▶ TASK DIRECTIONS
Return each line from the records below that contains the word "door", with matching case.

Dataset rows
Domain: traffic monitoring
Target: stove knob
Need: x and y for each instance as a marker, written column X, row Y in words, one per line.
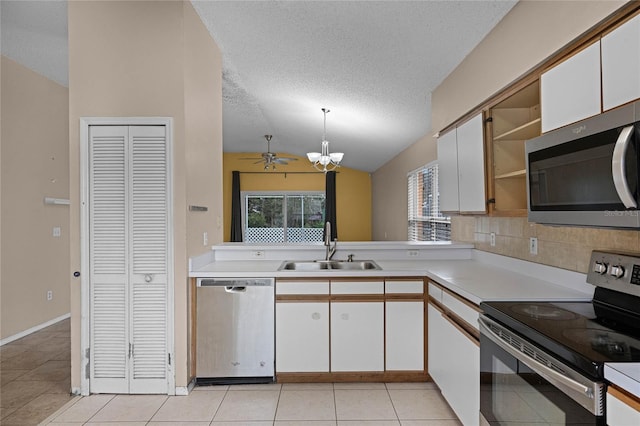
column 600, row 268
column 617, row 271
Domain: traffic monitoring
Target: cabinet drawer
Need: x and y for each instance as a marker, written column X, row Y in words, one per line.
column 461, row 309
column 302, row 287
column 402, row 287
column 357, row 287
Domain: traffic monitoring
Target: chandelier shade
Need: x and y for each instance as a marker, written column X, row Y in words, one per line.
column 325, row 161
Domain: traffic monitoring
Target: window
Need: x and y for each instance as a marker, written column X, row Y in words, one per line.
column 426, row 222
column 277, row 217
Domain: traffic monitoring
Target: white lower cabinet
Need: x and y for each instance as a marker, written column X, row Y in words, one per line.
column 302, row 337
column 404, row 334
column 454, row 364
column 621, row 409
column 357, row 336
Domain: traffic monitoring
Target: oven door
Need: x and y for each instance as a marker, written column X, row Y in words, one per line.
column 520, row 384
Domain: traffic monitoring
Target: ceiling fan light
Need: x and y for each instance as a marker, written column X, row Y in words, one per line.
column 314, row 156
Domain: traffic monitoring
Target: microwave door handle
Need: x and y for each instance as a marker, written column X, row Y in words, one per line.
column 618, row 168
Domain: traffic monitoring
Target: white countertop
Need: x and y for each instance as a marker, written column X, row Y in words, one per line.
column 475, row 275
column 470, row 278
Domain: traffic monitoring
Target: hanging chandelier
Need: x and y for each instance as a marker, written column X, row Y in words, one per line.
column 325, row 161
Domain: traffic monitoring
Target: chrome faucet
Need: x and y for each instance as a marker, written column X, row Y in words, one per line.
column 330, row 251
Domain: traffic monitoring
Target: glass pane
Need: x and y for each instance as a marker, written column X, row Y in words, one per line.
column 264, row 212
column 305, row 217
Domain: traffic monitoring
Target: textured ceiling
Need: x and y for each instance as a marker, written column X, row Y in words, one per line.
column 373, row 64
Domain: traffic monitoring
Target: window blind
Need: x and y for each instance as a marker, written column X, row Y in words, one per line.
column 425, row 221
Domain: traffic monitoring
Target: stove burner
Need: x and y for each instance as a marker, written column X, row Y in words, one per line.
column 544, row 311
column 617, row 346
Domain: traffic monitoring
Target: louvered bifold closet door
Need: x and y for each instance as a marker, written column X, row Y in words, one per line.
column 129, row 234
column 108, row 259
column 149, row 257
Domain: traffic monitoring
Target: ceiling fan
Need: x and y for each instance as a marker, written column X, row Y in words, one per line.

▶ FULL SOLUTION
Target: oven door
Target: microwave door handle
Target: louvered bifold closet door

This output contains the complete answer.